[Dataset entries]
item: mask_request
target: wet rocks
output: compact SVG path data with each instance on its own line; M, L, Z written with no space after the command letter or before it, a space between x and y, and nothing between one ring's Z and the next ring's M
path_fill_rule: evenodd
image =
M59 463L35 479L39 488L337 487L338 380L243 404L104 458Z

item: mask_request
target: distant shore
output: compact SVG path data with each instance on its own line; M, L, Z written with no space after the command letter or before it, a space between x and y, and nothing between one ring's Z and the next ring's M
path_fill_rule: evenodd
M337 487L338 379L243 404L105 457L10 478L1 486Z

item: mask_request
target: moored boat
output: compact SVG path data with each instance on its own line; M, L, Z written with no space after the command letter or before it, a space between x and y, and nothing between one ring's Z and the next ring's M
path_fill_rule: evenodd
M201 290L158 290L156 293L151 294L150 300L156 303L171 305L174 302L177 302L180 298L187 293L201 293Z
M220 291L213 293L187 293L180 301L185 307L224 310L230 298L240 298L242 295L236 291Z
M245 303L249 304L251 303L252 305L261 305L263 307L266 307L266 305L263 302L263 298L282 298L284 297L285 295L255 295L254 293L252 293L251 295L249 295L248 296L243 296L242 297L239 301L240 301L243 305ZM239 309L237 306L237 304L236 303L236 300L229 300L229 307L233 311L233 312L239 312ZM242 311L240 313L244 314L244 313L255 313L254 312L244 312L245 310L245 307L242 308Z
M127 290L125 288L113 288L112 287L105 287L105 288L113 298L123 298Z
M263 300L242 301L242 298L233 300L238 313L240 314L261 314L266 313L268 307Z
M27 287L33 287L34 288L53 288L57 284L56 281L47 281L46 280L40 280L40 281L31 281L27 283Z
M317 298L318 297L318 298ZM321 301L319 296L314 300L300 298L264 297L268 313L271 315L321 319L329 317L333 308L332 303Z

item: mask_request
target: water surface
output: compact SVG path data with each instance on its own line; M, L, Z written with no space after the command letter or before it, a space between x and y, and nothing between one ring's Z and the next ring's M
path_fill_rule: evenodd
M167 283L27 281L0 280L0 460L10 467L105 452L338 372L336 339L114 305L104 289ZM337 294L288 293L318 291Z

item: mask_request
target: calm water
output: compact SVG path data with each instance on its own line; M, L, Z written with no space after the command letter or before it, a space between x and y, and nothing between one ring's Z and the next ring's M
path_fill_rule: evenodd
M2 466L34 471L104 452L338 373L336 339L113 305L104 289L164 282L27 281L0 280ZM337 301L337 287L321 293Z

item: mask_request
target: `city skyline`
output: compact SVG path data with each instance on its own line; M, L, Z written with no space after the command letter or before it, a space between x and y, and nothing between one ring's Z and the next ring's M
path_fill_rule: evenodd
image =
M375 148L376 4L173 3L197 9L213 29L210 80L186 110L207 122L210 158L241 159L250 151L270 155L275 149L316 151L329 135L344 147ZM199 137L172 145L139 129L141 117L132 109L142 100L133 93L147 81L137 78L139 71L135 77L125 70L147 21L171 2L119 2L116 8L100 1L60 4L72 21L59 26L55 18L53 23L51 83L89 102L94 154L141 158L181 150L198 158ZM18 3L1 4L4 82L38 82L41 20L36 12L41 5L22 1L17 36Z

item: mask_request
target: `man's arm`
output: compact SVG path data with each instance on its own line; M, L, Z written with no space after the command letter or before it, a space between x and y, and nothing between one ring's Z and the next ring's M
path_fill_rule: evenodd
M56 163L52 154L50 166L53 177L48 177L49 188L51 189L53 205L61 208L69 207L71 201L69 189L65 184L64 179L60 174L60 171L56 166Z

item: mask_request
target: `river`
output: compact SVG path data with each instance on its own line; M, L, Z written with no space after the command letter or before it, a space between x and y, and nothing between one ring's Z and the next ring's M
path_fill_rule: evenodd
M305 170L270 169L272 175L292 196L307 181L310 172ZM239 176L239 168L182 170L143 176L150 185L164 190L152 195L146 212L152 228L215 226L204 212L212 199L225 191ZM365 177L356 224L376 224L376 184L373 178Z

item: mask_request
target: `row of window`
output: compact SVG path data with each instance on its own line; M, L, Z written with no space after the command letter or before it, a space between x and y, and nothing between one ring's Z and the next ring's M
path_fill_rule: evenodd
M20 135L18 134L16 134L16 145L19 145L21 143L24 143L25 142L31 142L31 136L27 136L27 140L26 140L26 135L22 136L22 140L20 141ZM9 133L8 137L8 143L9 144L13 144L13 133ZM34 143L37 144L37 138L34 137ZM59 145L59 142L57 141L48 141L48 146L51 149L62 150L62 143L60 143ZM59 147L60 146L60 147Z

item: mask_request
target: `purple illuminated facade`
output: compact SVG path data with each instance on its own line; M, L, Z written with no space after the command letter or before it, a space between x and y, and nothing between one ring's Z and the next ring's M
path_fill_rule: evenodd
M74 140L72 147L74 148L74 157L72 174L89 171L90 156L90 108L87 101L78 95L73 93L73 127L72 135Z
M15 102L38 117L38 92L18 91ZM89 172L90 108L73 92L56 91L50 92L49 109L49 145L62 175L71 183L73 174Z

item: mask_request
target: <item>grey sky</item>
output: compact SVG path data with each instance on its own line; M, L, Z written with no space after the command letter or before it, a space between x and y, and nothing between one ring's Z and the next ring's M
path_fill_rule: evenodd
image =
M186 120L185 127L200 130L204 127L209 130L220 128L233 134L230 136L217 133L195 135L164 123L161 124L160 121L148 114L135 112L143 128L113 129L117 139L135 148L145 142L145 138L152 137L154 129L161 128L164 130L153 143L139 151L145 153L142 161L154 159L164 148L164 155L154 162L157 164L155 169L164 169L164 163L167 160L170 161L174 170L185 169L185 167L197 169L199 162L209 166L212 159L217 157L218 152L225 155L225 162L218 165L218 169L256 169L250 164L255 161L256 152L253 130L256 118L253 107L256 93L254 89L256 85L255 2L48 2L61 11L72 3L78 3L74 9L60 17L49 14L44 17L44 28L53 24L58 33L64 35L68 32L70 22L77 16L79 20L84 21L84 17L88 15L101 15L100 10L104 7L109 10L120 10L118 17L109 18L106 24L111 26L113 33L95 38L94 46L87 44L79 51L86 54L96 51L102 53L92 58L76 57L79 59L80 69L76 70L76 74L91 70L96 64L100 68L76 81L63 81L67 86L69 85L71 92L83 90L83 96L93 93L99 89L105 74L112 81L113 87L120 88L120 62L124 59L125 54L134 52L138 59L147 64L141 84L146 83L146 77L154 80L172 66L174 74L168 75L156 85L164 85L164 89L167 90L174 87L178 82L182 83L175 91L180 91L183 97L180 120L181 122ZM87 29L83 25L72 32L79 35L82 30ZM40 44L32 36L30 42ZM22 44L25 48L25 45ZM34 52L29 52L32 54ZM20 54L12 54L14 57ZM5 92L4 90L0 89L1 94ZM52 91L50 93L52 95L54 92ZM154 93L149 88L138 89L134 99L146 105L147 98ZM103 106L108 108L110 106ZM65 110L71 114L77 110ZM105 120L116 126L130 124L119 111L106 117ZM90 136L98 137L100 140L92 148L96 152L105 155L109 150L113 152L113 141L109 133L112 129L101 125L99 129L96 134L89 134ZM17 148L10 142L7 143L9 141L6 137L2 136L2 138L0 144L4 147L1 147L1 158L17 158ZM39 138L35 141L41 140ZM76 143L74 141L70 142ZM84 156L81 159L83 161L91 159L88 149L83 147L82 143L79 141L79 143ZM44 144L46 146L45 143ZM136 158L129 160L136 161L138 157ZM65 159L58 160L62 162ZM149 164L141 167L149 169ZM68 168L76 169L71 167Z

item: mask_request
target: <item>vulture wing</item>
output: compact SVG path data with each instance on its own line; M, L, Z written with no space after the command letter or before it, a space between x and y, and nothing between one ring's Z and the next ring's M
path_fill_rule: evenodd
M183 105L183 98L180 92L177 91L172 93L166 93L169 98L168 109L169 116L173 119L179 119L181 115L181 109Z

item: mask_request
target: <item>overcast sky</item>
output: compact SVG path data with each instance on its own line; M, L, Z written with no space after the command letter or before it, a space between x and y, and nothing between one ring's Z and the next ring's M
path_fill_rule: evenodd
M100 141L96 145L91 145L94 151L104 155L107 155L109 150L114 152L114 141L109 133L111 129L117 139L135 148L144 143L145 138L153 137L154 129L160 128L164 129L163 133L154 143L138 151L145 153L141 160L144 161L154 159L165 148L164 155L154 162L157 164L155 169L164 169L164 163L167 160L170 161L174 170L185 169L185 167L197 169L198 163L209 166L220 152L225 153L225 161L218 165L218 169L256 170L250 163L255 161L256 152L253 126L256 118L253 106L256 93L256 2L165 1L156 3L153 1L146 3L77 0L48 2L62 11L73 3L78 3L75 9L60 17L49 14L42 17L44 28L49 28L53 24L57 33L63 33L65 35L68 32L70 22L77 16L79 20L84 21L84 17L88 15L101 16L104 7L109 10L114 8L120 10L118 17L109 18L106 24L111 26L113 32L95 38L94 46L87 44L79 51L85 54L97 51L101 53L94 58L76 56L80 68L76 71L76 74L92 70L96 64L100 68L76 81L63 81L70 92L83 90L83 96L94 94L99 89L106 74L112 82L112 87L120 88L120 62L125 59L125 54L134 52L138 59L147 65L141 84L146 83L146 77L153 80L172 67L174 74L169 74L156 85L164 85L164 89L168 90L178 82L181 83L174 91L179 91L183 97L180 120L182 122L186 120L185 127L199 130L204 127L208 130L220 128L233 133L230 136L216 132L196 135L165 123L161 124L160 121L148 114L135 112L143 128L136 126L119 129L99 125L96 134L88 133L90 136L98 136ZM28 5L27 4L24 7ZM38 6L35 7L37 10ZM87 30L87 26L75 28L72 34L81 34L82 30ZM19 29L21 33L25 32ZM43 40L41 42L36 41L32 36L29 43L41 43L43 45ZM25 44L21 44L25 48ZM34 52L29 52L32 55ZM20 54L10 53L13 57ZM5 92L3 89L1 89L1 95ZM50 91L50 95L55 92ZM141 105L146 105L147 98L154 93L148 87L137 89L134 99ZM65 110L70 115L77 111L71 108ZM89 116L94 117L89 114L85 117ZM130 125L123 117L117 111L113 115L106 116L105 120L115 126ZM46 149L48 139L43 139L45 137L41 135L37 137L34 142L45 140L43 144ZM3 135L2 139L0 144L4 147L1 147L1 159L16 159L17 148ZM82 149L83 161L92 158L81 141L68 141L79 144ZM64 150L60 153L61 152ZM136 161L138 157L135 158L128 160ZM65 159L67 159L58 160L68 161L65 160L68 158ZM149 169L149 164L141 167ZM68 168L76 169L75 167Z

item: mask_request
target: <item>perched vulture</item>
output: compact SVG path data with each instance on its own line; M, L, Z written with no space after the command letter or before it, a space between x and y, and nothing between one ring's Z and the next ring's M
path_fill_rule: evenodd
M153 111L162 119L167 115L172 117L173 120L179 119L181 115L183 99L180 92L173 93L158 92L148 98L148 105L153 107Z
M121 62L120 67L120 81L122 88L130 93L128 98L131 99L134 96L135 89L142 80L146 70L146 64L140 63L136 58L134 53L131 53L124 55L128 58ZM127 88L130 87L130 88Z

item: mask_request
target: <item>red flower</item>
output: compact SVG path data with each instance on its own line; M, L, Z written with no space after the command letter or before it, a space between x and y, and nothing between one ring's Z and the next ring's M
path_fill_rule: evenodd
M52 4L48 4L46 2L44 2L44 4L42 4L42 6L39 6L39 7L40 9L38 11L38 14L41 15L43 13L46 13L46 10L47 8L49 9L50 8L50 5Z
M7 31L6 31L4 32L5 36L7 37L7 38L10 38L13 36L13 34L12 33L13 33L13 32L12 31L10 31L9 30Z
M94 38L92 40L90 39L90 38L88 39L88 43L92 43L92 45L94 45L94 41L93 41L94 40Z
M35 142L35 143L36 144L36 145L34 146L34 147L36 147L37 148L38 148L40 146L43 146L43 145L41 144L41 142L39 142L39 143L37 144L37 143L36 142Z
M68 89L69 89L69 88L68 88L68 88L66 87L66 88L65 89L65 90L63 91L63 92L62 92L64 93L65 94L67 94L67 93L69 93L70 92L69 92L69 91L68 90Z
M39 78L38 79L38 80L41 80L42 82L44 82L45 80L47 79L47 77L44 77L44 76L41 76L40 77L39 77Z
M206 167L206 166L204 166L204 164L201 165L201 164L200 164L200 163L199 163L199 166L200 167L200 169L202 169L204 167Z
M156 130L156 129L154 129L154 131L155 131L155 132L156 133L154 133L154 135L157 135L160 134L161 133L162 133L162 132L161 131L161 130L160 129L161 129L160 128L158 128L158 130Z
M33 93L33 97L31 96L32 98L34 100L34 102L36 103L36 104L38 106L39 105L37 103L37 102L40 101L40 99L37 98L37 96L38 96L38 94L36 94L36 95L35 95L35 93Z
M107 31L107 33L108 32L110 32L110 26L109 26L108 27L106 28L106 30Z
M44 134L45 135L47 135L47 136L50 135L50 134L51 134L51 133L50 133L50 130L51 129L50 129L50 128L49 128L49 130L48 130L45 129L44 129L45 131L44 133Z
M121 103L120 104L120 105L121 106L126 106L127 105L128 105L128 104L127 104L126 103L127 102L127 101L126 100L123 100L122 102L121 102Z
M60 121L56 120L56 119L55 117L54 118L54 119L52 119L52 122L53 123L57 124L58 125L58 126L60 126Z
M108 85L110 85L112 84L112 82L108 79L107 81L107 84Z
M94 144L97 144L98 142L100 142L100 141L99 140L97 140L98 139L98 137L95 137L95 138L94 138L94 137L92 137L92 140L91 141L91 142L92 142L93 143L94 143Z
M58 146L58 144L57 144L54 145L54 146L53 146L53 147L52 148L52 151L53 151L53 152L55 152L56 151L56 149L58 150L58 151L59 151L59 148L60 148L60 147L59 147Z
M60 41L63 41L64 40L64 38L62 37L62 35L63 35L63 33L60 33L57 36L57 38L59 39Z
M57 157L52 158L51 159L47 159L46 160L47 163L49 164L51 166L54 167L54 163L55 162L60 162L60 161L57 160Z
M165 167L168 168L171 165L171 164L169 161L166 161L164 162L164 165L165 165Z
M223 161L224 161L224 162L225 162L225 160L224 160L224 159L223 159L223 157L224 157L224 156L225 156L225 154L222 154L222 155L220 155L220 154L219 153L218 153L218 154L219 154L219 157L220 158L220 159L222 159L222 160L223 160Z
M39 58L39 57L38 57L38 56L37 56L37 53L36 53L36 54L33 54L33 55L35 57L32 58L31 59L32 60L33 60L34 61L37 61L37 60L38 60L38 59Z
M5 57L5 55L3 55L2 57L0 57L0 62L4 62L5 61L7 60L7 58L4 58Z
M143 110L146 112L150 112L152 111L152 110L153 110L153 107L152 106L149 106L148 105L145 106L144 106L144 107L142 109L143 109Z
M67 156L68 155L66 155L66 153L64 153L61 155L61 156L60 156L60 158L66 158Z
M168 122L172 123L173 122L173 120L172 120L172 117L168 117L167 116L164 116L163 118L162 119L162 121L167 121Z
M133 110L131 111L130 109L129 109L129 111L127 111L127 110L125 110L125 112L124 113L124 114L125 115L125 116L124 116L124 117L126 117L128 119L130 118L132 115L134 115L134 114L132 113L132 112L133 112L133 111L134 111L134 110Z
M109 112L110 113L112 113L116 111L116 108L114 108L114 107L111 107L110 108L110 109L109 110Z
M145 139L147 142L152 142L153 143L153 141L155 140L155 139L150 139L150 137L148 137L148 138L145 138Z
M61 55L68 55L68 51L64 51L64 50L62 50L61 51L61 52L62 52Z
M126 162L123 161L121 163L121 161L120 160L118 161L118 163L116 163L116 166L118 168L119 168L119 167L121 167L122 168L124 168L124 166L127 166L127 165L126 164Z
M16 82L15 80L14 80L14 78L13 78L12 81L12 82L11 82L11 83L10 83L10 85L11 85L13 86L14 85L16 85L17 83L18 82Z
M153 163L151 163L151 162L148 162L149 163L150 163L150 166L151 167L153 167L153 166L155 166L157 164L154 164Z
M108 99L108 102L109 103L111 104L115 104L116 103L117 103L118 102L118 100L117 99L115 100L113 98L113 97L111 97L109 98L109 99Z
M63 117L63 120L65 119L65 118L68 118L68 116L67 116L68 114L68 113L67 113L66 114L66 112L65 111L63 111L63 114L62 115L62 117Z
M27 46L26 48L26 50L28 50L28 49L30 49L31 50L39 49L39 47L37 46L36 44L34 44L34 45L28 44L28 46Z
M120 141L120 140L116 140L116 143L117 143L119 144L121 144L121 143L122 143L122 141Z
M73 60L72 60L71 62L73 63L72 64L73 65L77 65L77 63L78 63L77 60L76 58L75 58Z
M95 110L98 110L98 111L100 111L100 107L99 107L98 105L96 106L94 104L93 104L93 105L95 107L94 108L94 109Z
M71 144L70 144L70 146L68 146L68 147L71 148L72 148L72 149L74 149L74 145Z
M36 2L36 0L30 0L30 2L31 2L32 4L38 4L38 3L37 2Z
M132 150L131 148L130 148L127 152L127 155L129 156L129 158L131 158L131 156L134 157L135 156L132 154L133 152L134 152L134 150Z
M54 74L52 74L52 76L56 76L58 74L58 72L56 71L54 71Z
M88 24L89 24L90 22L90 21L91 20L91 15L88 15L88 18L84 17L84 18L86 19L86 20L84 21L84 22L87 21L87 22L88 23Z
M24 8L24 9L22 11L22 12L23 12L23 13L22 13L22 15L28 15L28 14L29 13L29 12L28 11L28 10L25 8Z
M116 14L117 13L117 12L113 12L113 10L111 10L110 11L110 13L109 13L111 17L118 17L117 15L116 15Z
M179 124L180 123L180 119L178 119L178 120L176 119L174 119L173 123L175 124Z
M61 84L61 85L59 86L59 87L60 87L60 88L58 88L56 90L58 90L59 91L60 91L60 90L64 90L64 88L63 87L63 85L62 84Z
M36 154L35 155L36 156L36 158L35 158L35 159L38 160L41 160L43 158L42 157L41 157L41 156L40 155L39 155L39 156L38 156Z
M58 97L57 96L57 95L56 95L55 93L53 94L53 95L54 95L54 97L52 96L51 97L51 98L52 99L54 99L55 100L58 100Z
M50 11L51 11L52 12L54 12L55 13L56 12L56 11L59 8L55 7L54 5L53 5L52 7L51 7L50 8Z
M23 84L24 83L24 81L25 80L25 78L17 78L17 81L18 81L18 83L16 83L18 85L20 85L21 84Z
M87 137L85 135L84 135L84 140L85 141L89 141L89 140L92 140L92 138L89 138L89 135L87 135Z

▶ [WHAT YOU HAVE TO DO] Format the entries from the start through the line containing "M337 487L338 379L243", inclusive, as a two-column CSV with the headers text and result, one row per entry. Put each value in a single quoted field, with its line breaks replaced by spaces.

▶ [RESPONSE]
text,result
"item: mask_request target: wet rocks output: compact SVG path data with each instance on its own line; M, L, Z written with no space after the command letter or before it, a space between x and y, and nothing between one ring's Z and the next ring's M path_fill_rule: evenodd image =","M59 463L35 479L39 488L337 487L338 380L243 404L104 458Z"
"item: mask_request target: distant shore output: compact SVG path data with each instance on its own line; M, L, Z written with no space after the command letter or before it, a space between x and y, and nothing between one ring's Z and the next ring's M path_fill_rule: evenodd","M337 487L338 379L243 404L105 457L10 478L1 486Z"